More than 90 percent of the U.S. coal supply is used to generate electricity in some 600 coal-fired power plants scattered around the country, with most of the remainder used for process heat in heavy industrial and in steel production. Coal is used for power production in all regions of the country, with the Southeast, Midwest, and Mountain states most reliant on coal-fired power. Texas uses more coal than any other state, followed by Indiana, Illinois, Ohio, and Pennsylvania.
About half of the U.S. electricity supply is generated using coal-fired power plants. This share varies considerably from state to state, but even California, which uses very little coal to generate electricity within its borders, consumes a significant amount of electricity generated by coal in neighboring Arizona and Nevada, bringing coal’s share of total electricity consumed in California to 20 percent. National coal-fired capacity totals 330 billion watts (GW), with individual plants ranging in size from a few million watts (MW) to over 3000 MW. More than one-third of this capacity was built before 1970, and over 400 units built in the 1950s—with capacity equivalent to roughly 100 large modern plants (48 GW)—are still operating today.
The future of coal in the U.S. electric power sector is an uncertain one. The major cause of this uncertainty is the government’s failure to define future requirements for limiting greenhouse gas emissions, especially carbon dioxide (CO2). Coal is the fossil fuel with the highest uncontrolled CO2 emission rate of any fuel and is responsible for 36 percent U.S. carbon dioxide emissions. Furthermore, coal power plants are expensive, long-lived investments. Key decision makers understand that the problem of global warming will need to be addressed within the time needed to recoup investments in power projects now in the planning stage. Since the status quo is unstable and future requirements for coal plants and other emission sources are inevitable but unclear, there will be increasing hesitation to commit the large amounts of capital required for new coal projects.
Electricity production is the largest source of global warming pollution in the U.S. today. In contrast to nitrogen and sulfur oxide emissions, which have declined significantly in recent years as a result of Clean Air Act standards, CO2 emissions from power plants have increased by 27 percent since 1990. Any solution to global warming must include large reductions from the electric sector. Energy efficiency and renewable energy are well-known low-carbon methods that are essential to any climate protection strategy. But technology exists to create a more sustainable path for continued coal use in the electricity sector as well. Coal gasification can be compatible with significantly reducing global warming emissions in the electric sector if it replaces conventional coal combustion technologies, directly produces electricity in an integrated manner, and most importantly captures and disposes of the carbon in geologic formations. IGCC technology without CO2 capture and disposal achieves only modest reductions in CO2 emissions compared to conventional coal plants.
A coal integrated gasification combined cycle (IGCC) power plant with carbon capture and disposal can capture up to 90 percent of its emissions, thereby being part of the global warming solution. In addition to enabling lower-cost CO2 capture, gasification technology has very low emissions of most conventional pollutants and can achieve high levels of mercury control with low-cost carbon-bed systems. However, it still does not address the other environmental impacts from coal production and transportation discussed in more detail in Appendix A.
The electric power industry has been slow to take up gasification technology but two commercial-scale units are operating in the U.S.—in Indiana and Florida. The Florida unit, owned by TECO, is reported by the company to be the most reliable and economic unit on its system. Two coal-based power companies, AEP and Cinergy, have announced their intention to build coal gasification units. BP also has announced plans to build a petroleum coke gasification plants that will capture and sequester CO2.

_ _ _

Exercise 1 ▸ In the coal passage, reproduce word for word the part that begins at the words "About half of" and stops after "still operating today.".
Exercise 2 ▸ Which states does the coal passage name as the biggest coal users, in the order it gives them?
Exercise 3 ▸ According to the coal passage, what share of U.S. carbon dioxide emissions is coal responsible for?

Recorded information ▸
_ _ _

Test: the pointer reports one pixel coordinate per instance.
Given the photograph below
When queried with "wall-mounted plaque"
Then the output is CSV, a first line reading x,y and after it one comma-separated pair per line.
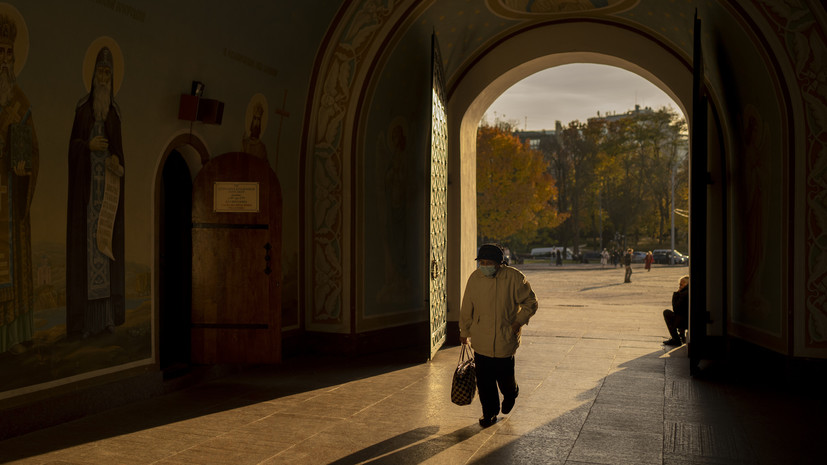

_ _ _

Exercise solution 1 ▸
About half of the U.S. electricity supply is generated using coal-fired power plants. This share varies considerably from state to state, but even California, which uses very little coal to generate electricity within its borders, consumes a significant amount of electricity generated by coal in neighboring Arizona and Nevada, bringing coal’s share of total electricity consumed in California to 20 percent. National coal-fired capacity totals 330 billion watts (GW), with individual plants ranging in size from a few million watts (MW) to over 3000 MW. More than one-third of this capacity was built before 1970, and over 400 units built in the 1950s—with capacity equivalent to roughly 100 large modern plants (48 GW)—are still operating today.

Exercise solution 2 ▸ Texas, Indiana, Illinois, Ohio, Pennsylvania

Exercise solution 3 ▸ 36 percent